↓
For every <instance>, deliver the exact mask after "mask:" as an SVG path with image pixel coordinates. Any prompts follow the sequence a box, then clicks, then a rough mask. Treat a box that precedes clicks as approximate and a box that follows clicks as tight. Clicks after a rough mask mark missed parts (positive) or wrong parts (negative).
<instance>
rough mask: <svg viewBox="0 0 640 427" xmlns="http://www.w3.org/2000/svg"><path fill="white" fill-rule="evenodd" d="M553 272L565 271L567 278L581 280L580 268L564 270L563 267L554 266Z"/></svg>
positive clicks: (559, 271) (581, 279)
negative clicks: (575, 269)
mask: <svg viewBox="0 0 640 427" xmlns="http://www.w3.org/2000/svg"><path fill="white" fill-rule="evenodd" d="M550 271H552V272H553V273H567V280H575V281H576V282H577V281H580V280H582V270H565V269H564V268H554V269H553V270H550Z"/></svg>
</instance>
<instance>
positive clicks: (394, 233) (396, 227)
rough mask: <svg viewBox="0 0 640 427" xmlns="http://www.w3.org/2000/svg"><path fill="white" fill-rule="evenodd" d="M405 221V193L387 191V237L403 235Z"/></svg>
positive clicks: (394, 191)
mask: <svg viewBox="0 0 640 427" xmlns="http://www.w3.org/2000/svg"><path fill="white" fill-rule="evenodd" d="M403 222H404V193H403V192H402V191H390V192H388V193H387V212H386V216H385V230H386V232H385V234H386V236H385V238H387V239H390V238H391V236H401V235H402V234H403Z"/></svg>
↑
# Exercise goal
Print all the entries exactly as written.

# Answer to the exercise
For every <instance>, deliver the exact mask after "mask:" as an SVG path with image pixel coordinates. Any prompts follow the sequence a box, then clicks, then a rough mask. Treat a box that precedes clicks as approximate and a box that follows clicks as tight. Clicks after a rough mask mark missed parts (positive) or wrong parts (negative).
<instance>
rough mask: <svg viewBox="0 0 640 427" xmlns="http://www.w3.org/2000/svg"><path fill="white" fill-rule="evenodd" d="M553 272L565 271L567 278L581 280L580 268L564 270L563 267L554 266Z"/></svg>
positive clicks: (559, 271) (581, 279)
negative clicks: (575, 269)
mask: <svg viewBox="0 0 640 427" xmlns="http://www.w3.org/2000/svg"><path fill="white" fill-rule="evenodd" d="M550 271H552V272H553V273H567V280H575V281H576V282H577V281H580V280H582V270H565V269H564V268H554V269H553V270H550Z"/></svg>
</instance>
<instance>
positive clicks: (394, 233) (396, 227)
rough mask: <svg viewBox="0 0 640 427" xmlns="http://www.w3.org/2000/svg"><path fill="white" fill-rule="evenodd" d="M405 221V193L387 191V237L403 235Z"/></svg>
positive clicks: (394, 191)
mask: <svg viewBox="0 0 640 427" xmlns="http://www.w3.org/2000/svg"><path fill="white" fill-rule="evenodd" d="M403 222H404V193H403V192H402V191H390V192H388V193H387V212H386V216H385V230H386V232H385V234H386V236H385V238H387V239H390V238H391V236H401V235H402V234H403Z"/></svg>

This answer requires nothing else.